PASSAGE FOR REVIEW:
Whether or not you had the original design, you made an awsome chair. I come from the opposite background. Never knew either grandfather as they were both killed in the Holocaust. My father couldn't boil water much less do anything mechanical. I grew up in the big city where even changing a light bulb was done by a super, so after a stint in Asia I came back and decided that I could actually learn how to do some things. I started with small electrical tools, learned how to be a bad plumber, bad electrician and mediocre carpenter. Eventually, I improved to fair-where I am now. Love all kinds of tools and am a tool junky. I notice you have some serious chainsaws. I just sold one and am down to 2 husky 372's, one 365, one stihl 660, a couple of smaller echos, one stihl 360, a 200 t. 
If you take up bowl turning, or even if you like woodworking in general, you might join Sawmill Creek. Their turning forum is fantastic.... full of advice and good natured. Some of the chainsaw people get into p-ssing contests, but all I've ever gotten in Sawmill forum is good, honest advice.


----------



## buzz sawyer

*More turnings*

Here's a few I like to do. The wooden cups are about 5.5" tall and start out about 2 1/4" diameter. The opening is about 3" deep - just about down to the flare above the stem - which is 7/32" or 5.5mm in diameter. These are hand turned with standard tools on my old Delta 10" . Denser wood is better of course, but I've made them from lighter woods too. 

The tagua nut bowl was turned with dental tools on the same lathe. Yes, there is a lip on the lid to keep it from dropping inside the bowl. The bowl is hollowed out somewhat - maybe 3/4" diameter.

DATASET SECTION:
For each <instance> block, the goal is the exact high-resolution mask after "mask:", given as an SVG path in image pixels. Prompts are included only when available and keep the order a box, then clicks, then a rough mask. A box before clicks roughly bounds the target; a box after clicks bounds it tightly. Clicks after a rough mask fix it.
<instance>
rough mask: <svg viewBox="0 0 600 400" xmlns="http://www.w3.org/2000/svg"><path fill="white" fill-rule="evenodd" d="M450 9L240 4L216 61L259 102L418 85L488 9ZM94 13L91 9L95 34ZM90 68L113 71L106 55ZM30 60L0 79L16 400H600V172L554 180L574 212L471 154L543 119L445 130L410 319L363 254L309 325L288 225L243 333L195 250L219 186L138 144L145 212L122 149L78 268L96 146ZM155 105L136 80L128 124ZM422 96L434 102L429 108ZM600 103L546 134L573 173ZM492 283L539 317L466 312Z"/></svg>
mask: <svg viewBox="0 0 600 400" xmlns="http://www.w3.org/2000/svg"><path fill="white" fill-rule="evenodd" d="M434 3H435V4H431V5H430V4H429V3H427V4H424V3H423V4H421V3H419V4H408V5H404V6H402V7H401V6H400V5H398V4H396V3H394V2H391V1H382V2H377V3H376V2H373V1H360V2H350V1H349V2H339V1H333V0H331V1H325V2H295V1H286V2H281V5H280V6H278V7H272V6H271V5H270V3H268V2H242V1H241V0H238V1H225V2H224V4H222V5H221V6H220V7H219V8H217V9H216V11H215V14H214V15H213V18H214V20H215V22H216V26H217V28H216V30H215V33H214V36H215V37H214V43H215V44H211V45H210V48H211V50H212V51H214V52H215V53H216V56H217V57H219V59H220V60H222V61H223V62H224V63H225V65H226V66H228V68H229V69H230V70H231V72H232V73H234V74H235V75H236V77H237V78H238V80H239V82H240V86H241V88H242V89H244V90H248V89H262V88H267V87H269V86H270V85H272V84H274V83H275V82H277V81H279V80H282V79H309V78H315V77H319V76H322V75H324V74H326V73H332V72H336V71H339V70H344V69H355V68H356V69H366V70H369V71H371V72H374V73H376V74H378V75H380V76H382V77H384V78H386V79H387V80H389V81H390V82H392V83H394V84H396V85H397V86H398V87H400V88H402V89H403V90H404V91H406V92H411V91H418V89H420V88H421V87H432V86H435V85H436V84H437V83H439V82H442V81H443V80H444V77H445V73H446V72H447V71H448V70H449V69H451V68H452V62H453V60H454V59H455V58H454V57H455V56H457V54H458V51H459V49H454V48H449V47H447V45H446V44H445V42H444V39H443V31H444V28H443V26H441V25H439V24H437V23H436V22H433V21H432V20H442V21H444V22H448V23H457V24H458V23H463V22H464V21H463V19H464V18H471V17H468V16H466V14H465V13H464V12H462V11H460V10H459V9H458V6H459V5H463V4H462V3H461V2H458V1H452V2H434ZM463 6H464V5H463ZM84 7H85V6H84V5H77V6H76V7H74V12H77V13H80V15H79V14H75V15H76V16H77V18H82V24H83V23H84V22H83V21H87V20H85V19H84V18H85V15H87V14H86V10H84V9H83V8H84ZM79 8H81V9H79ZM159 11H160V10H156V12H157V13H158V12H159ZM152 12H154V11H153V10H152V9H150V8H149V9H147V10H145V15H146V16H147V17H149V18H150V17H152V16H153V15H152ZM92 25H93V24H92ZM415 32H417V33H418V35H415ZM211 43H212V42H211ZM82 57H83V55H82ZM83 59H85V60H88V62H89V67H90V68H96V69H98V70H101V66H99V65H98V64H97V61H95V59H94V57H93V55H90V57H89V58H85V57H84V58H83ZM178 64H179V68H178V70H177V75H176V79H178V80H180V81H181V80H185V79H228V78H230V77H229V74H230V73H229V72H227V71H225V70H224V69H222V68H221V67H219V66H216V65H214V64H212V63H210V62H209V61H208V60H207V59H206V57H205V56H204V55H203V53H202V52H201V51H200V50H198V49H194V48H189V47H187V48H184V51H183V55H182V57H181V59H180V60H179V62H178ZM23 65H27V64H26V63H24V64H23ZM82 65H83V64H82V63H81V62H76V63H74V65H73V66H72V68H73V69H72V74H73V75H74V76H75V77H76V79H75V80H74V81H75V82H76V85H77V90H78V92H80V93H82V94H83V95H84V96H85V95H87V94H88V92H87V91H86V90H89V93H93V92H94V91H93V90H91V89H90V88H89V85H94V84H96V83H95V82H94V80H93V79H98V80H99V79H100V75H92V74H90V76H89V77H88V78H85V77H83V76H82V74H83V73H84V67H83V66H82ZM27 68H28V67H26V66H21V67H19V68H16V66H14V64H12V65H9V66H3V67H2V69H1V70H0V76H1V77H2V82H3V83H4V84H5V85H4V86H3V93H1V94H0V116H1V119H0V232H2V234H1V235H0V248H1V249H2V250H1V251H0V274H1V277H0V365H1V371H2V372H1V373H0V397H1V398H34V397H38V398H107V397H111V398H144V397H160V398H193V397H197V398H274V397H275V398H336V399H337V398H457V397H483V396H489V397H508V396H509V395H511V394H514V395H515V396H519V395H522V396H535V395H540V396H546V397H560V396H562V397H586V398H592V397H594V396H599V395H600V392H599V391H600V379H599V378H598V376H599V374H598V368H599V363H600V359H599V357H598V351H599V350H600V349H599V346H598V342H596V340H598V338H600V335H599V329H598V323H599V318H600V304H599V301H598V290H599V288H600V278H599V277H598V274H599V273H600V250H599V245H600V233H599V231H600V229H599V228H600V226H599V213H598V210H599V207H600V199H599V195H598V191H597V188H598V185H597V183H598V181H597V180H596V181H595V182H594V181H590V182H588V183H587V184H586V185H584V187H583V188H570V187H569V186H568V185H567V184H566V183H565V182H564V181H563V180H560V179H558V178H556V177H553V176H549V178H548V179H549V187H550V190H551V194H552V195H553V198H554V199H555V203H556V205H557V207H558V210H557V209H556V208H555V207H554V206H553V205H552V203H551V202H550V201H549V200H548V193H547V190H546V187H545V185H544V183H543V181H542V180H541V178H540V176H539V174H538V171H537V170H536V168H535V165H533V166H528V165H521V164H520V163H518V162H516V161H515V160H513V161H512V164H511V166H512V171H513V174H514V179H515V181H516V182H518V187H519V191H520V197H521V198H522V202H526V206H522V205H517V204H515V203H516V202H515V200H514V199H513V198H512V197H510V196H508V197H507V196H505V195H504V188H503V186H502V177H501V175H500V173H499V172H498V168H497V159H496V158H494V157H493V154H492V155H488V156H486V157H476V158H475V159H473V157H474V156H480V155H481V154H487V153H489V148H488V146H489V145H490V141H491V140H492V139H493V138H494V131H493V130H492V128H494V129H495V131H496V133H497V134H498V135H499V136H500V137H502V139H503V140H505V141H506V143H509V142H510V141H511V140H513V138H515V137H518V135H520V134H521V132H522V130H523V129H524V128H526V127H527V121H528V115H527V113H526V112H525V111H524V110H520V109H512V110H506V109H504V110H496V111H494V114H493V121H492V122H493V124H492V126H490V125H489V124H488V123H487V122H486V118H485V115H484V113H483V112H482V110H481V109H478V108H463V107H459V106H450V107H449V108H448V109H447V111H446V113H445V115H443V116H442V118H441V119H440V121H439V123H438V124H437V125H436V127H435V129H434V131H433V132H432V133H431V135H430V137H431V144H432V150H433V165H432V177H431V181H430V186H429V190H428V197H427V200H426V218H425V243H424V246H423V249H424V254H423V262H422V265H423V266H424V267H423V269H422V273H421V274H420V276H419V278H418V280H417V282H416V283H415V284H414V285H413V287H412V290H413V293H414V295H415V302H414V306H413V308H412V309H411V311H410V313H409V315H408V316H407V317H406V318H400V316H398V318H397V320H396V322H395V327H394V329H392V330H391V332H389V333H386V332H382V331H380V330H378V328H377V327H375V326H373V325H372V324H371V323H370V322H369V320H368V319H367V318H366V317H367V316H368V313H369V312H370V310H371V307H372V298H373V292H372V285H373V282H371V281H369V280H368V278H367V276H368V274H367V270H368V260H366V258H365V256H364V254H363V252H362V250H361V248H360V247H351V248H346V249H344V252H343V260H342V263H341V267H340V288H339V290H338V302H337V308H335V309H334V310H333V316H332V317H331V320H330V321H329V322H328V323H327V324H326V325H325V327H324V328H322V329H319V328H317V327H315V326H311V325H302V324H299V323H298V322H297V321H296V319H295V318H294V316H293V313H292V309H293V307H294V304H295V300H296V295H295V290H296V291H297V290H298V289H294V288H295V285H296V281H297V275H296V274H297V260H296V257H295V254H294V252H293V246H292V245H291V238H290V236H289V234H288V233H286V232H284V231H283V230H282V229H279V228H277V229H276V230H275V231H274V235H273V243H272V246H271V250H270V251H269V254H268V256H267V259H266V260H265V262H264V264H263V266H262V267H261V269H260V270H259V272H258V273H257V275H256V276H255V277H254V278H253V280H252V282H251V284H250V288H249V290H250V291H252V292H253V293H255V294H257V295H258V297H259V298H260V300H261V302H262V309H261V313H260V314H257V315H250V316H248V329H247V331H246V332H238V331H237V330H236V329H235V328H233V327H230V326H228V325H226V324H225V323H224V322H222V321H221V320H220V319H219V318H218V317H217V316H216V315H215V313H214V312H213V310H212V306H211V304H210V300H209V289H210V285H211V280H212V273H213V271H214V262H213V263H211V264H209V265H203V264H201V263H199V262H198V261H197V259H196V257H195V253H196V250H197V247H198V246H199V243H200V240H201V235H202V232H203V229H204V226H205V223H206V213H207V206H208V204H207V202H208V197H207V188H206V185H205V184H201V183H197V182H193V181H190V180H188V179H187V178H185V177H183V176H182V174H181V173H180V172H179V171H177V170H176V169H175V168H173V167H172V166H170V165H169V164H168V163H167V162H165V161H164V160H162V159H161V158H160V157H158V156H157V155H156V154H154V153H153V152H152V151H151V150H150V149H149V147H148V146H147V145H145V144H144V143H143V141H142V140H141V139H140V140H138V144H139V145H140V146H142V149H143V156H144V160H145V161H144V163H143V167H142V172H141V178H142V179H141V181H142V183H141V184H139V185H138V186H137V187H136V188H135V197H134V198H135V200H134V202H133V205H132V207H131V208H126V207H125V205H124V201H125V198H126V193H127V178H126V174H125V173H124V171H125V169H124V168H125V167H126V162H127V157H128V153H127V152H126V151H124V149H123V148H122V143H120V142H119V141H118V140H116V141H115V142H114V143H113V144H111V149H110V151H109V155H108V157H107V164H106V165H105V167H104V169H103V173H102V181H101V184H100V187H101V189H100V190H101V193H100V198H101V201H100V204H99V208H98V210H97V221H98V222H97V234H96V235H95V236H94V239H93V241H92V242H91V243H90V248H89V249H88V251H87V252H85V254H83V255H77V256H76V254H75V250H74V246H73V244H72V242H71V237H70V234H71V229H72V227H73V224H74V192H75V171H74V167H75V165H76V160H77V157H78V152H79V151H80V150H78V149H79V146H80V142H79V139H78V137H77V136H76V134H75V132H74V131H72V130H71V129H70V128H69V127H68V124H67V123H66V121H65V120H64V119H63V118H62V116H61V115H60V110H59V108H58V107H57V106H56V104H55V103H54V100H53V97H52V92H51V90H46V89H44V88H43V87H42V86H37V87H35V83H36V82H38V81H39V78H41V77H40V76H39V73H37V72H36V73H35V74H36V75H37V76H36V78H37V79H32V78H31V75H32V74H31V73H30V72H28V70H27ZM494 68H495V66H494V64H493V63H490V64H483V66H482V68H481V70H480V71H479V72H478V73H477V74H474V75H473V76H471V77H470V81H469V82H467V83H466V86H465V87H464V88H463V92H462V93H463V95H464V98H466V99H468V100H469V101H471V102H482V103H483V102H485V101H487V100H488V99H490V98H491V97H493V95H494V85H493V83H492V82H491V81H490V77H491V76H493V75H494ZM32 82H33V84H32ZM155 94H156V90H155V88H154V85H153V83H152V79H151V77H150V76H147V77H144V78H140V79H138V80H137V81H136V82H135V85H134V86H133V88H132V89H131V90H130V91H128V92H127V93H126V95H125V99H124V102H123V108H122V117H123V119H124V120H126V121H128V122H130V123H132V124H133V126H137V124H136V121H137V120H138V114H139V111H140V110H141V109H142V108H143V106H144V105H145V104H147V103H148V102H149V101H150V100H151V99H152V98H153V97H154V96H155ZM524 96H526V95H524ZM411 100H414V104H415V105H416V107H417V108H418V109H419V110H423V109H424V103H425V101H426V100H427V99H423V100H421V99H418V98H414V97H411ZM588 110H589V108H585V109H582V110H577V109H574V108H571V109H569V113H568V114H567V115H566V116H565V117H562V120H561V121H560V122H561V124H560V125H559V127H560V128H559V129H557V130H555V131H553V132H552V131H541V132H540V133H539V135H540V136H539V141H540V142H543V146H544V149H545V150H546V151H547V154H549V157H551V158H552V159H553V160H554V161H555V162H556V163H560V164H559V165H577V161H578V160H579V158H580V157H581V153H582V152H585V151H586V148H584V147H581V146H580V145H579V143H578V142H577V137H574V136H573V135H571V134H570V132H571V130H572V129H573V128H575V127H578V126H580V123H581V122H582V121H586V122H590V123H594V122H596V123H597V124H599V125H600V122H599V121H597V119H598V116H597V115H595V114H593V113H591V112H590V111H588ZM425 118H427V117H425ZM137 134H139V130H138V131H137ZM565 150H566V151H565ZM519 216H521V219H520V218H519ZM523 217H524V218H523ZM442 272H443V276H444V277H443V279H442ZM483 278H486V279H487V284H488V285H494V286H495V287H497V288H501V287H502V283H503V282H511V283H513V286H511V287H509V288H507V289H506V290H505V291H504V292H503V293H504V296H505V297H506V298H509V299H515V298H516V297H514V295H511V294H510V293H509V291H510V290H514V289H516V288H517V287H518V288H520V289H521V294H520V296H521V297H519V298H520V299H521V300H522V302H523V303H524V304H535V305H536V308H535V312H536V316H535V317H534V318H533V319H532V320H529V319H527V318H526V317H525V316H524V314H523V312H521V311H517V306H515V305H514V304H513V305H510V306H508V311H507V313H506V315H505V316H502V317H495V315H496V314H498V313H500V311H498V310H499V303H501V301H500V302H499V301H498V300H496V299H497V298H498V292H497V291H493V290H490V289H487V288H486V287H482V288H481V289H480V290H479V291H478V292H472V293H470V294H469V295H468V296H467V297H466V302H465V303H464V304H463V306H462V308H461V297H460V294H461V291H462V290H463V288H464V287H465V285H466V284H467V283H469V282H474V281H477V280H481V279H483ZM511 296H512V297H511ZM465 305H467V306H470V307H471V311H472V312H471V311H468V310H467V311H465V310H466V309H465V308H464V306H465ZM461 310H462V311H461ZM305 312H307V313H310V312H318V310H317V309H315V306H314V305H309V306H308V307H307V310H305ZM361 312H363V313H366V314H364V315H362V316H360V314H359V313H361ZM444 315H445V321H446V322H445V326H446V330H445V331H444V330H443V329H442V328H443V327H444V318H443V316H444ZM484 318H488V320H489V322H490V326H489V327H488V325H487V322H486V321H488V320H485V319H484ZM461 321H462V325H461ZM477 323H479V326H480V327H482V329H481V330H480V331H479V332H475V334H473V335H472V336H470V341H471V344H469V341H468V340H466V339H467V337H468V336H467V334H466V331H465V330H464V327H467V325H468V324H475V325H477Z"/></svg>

REQUEST: According to the woodturning forum thread, what tools were used to turn the tagua nut bowl? The material has no connection to the woodturning forum thread.

OUTPUT OF THE TASK: Dental tools, on the same lathe as the wooden cups.